Exercise instructions ▸
Pictures are to be left out, but please repeat each record exactly.

[Natural-language object grounding data]
________________________________________

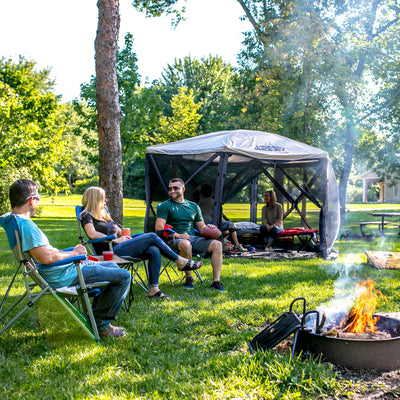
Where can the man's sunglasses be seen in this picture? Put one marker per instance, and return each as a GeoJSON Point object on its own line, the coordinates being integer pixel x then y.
{"type": "Point", "coordinates": [35, 197]}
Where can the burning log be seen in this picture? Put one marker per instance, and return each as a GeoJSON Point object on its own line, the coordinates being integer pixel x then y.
{"type": "Point", "coordinates": [361, 318]}
{"type": "Point", "coordinates": [364, 335]}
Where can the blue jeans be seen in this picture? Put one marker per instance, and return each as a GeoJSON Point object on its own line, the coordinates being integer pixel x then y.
{"type": "Point", "coordinates": [149, 247]}
{"type": "Point", "coordinates": [107, 304]}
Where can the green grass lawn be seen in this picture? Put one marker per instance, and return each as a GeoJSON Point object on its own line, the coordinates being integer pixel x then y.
{"type": "Point", "coordinates": [194, 347]}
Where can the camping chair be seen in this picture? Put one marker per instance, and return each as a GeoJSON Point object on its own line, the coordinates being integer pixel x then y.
{"type": "Point", "coordinates": [129, 263]}
{"type": "Point", "coordinates": [165, 264]}
{"type": "Point", "coordinates": [36, 286]}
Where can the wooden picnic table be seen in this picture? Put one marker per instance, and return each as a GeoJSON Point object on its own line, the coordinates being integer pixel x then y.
{"type": "Point", "coordinates": [384, 215]}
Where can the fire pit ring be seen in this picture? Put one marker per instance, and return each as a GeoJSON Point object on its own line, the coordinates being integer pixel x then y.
{"type": "Point", "coordinates": [382, 354]}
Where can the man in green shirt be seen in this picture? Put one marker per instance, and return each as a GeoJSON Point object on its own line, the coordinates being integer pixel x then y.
{"type": "Point", "coordinates": [184, 216]}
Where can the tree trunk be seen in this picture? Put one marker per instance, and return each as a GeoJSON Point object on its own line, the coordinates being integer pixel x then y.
{"type": "Point", "coordinates": [108, 108]}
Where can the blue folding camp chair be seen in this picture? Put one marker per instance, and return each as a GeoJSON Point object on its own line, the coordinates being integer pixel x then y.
{"type": "Point", "coordinates": [130, 263]}
{"type": "Point", "coordinates": [36, 286]}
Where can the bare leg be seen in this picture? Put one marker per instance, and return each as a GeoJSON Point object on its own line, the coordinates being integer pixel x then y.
{"type": "Point", "coordinates": [215, 249]}
{"type": "Point", "coordinates": [185, 250]}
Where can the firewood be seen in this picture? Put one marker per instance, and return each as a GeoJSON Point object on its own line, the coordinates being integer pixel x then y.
{"type": "Point", "coordinates": [364, 335]}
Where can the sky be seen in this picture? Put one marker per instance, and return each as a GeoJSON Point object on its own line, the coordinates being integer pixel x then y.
{"type": "Point", "coordinates": [60, 35]}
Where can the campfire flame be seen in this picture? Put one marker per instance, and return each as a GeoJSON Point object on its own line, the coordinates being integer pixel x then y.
{"type": "Point", "coordinates": [361, 318]}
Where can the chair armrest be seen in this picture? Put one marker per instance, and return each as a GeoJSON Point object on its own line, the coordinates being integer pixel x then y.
{"type": "Point", "coordinates": [65, 261]}
{"type": "Point", "coordinates": [103, 239]}
{"type": "Point", "coordinates": [137, 234]}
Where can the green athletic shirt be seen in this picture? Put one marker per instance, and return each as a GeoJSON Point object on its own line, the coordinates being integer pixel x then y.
{"type": "Point", "coordinates": [181, 216]}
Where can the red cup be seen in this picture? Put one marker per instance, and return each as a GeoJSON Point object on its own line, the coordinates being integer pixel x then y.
{"type": "Point", "coordinates": [108, 255]}
{"type": "Point", "coordinates": [126, 232]}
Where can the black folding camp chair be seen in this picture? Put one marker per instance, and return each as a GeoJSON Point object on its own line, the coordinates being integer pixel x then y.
{"type": "Point", "coordinates": [132, 264]}
{"type": "Point", "coordinates": [36, 286]}
{"type": "Point", "coordinates": [167, 265]}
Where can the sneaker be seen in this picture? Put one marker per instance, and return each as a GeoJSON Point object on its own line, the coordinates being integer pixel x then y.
{"type": "Point", "coordinates": [112, 331]}
{"type": "Point", "coordinates": [218, 286]}
{"type": "Point", "coordinates": [188, 283]}
{"type": "Point", "coordinates": [240, 248]}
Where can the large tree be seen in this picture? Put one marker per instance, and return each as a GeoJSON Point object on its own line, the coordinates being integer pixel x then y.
{"type": "Point", "coordinates": [107, 97]}
{"type": "Point", "coordinates": [108, 108]}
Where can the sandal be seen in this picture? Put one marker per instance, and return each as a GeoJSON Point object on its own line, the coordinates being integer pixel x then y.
{"type": "Point", "coordinates": [191, 265]}
{"type": "Point", "coordinates": [159, 295]}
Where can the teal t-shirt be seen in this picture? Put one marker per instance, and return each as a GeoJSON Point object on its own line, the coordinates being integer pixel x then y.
{"type": "Point", "coordinates": [32, 236]}
{"type": "Point", "coordinates": [181, 216]}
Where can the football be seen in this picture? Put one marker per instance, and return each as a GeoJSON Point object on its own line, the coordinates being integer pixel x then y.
{"type": "Point", "coordinates": [210, 233]}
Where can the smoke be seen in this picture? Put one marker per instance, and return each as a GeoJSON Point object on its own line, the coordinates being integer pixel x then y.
{"type": "Point", "coordinates": [344, 294]}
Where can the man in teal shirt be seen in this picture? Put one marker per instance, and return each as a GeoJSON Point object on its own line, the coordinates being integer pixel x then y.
{"type": "Point", "coordinates": [24, 199]}
{"type": "Point", "coordinates": [184, 216]}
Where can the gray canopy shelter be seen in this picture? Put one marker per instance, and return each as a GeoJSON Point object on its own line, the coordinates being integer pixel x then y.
{"type": "Point", "coordinates": [233, 161]}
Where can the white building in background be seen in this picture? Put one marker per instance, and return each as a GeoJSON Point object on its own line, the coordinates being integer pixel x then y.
{"type": "Point", "coordinates": [387, 194]}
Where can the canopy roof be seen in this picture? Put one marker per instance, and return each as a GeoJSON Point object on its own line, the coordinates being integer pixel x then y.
{"type": "Point", "coordinates": [255, 144]}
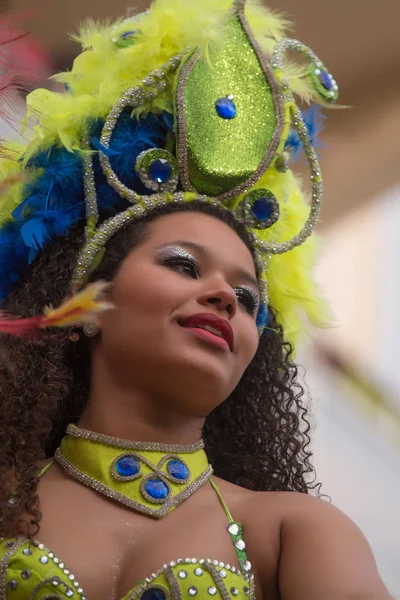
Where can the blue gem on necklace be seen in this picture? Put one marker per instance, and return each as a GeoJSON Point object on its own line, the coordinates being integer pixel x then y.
{"type": "Point", "coordinates": [156, 489]}
{"type": "Point", "coordinates": [326, 80]}
{"type": "Point", "coordinates": [127, 466]}
{"type": "Point", "coordinates": [177, 469]}
{"type": "Point", "coordinates": [226, 107]}
{"type": "Point", "coordinates": [263, 209]}
{"type": "Point", "coordinates": [153, 594]}
{"type": "Point", "coordinates": [160, 170]}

________________________________________

Result ▸
Where can the man's sunglasses be seen in this picture? Put one marker per instance, and return each as a GeoJSON Point object on its own line, the coordinates being integer pixel x then y.
{"type": "Point", "coordinates": [35, 197]}
Where can the burning log be seen in this picture? Put one marker per instance, and return each as a GeoJSON Point object on its own line, the coordinates being integer pixel x then y.
{"type": "Point", "coordinates": [361, 318]}
{"type": "Point", "coordinates": [364, 335]}
Where can the blue jeans be seen in this picture? Put one marker per instance, and return each as a GeoJSON Point object on its own line, the coordinates being integer pixel x then y.
{"type": "Point", "coordinates": [149, 247]}
{"type": "Point", "coordinates": [107, 304]}
Where can the green grass lawn be seen in this picture? Put one marker per instance, and return each as a GeoJSON Point object on its own line, the coordinates being integer pixel x then y.
{"type": "Point", "coordinates": [194, 347]}
Where can the camping chair be seen in this picture? Put one marker per instance, and return each as a GeoJSON Point object on its own line, the coordinates being integer pixel x then y.
{"type": "Point", "coordinates": [129, 263]}
{"type": "Point", "coordinates": [165, 264]}
{"type": "Point", "coordinates": [36, 286]}
Where can the wooden picnic table be seen in this picture? Put one marker per instance, and return each as a GeoJSON Point object on its own line, the coordinates being integer pixel x then y.
{"type": "Point", "coordinates": [384, 215]}
Where can the fire pit ring be seen in this picture? Put one marker per instance, and return each as a GeoJSON Point object on its own line, the coordinates being integer pixel x then y.
{"type": "Point", "coordinates": [382, 354]}
Where can the man in green shirt be seen in this picture? Put one marker per instance, and return each as a GeoJSON Point object on its own line, the coordinates being integer pixel x then y.
{"type": "Point", "coordinates": [184, 216]}
Where can the tree trunk be seen in this picture? Put one marker per instance, and return each as a GeoJSON Point object on its own line, the coordinates being integer pixel x then y.
{"type": "Point", "coordinates": [108, 108]}
Where can the blue folding camp chair be seen in this picture? Put one marker per instance, and return each as a GeoJSON Point object on its own line, the coordinates being integer pixel x then y.
{"type": "Point", "coordinates": [130, 263]}
{"type": "Point", "coordinates": [36, 286]}
Where can the bare leg be seen in this picture? Put one marker per instance, and return each as a GeoJSON Point object on its own line, the coordinates being integer pixel x then y.
{"type": "Point", "coordinates": [215, 249]}
{"type": "Point", "coordinates": [185, 250]}
Where can the firewood be seen in this picture? Put one marker per instance, and return each as a GeoJSON Point object on its own line, the coordinates being integer pixel x then y.
{"type": "Point", "coordinates": [364, 335]}
Where can the sky be seen in this picture? Put one marker per instance, and return each as a GeoJSON Point object on its own line, the coordinates being integer pixel x then y.
{"type": "Point", "coordinates": [60, 35]}
Where can the campfire flame be seen in this picture? Put one marker per instance, and return each as a GeoJSON Point object on its own line, the coordinates being integer pixel x then y.
{"type": "Point", "coordinates": [361, 318]}
Where can the chair armrest be seen in this picture? Put one marker per instance, and return each as a GeoJSON Point object on its own line, the coordinates being integer pixel x then y.
{"type": "Point", "coordinates": [65, 261]}
{"type": "Point", "coordinates": [103, 239]}
{"type": "Point", "coordinates": [137, 234]}
Where can the green athletic shirt be seen in this picture? Put one marker per instance, and return each as a GeoJSON Point object on its own line, the coordinates being integer pixel x then y.
{"type": "Point", "coordinates": [181, 216]}
Where can the red cup be seen in this picture? Put one marker per instance, and return each as a GeoJSON Point object on its own line, the coordinates being integer pixel x then y.
{"type": "Point", "coordinates": [108, 255]}
{"type": "Point", "coordinates": [126, 232]}
Where can the black folding camp chair be seen in this picture? Put one marker per instance, and return each as a GeoJSON Point object on its own line, the coordinates being integer pixel x then y.
{"type": "Point", "coordinates": [132, 264]}
{"type": "Point", "coordinates": [36, 286]}
{"type": "Point", "coordinates": [167, 265]}
Where can the sneaker be seen in this picture? Put one marker per instance, and return each as a GeoJSON Point object on its own line, the coordinates being integer pixel x then y.
{"type": "Point", "coordinates": [112, 331]}
{"type": "Point", "coordinates": [218, 286]}
{"type": "Point", "coordinates": [188, 283]}
{"type": "Point", "coordinates": [240, 248]}
Where can the large tree be seen in this picture? Put one marker per instance, and return each as a GeoJSON Point object on its own line, the coordinates being integer pixel x then y.
{"type": "Point", "coordinates": [107, 97]}
{"type": "Point", "coordinates": [108, 108]}
Where can the sandal be seen in this picture? Put one marker per instance, and return each as a GeoJSON Point object on its own line, the coordinates being integer pixel x then y.
{"type": "Point", "coordinates": [191, 265]}
{"type": "Point", "coordinates": [159, 295]}
Where can the teal t-shirt be seen in this picture? Put one marker per instance, and return each as a GeoJSON Point object on its own line, the coordinates being integer pixel x then y.
{"type": "Point", "coordinates": [32, 236]}
{"type": "Point", "coordinates": [181, 216]}
Where can the football be seen in this picture? Put one marker per instance, and return each as a GeoJSON Point object on its own line, the coordinates being integer pixel x then y.
{"type": "Point", "coordinates": [210, 233]}
Where can the smoke be seen in this picture? Put one marker per instance, and return each as a GeoJSON Point object on its own line, the coordinates being integer pixel x then y.
{"type": "Point", "coordinates": [344, 294]}
Where can the man in teal shirt be seen in this picture? Put one marker per instance, and return each as a GeoJSON Point object on its own line, the coordinates being integer pixel x then y.
{"type": "Point", "coordinates": [24, 199]}
{"type": "Point", "coordinates": [184, 216]}
Where can the gray canopy shelter be seen in this picture? Put one marker per instance, and return each as a GeoJSON Point object on its own line, the coordinates being integer pixel x then y.
{"type": "Point", "coordinates": [233, 161]}
Where can the white building in background be seen in this picture? Put one marker per instance, and return each as a GeoJSON Point object on its own line, the coordinates being integer pixel x then y.
{"type": "Point", "coordinates": [387, 194]}
Where can the canopy roof be seen in this picture? Put one marker per instance, and return each as a GeoJSON Point object on its own line, the coordinates being integer pixel x then y.
{"type": "Point", "coordinates": [255, 144]}
Where can the blue gem on necklace be seen in this picture? Put one marker per instance, and return each as a GeoJSON Point object on its own line, the coordinates being integer pixel x then y.
{"type": "Point", "coordinates": [156, 489]}
{"type": "Point", "coordinates": [326, 80]}
{"type": "Point", "coordinates": [127, 466]}
{"type": "Point", "coordinates": [177, 469]}
{"type": "Point", "coordinates": [226, 107]}
{"type": "Point", "coordinates": [263, 209]}
{"type": "Point", "coordinates": [153, 594]}
{"type": "Point", "coordinates": [160, 170]}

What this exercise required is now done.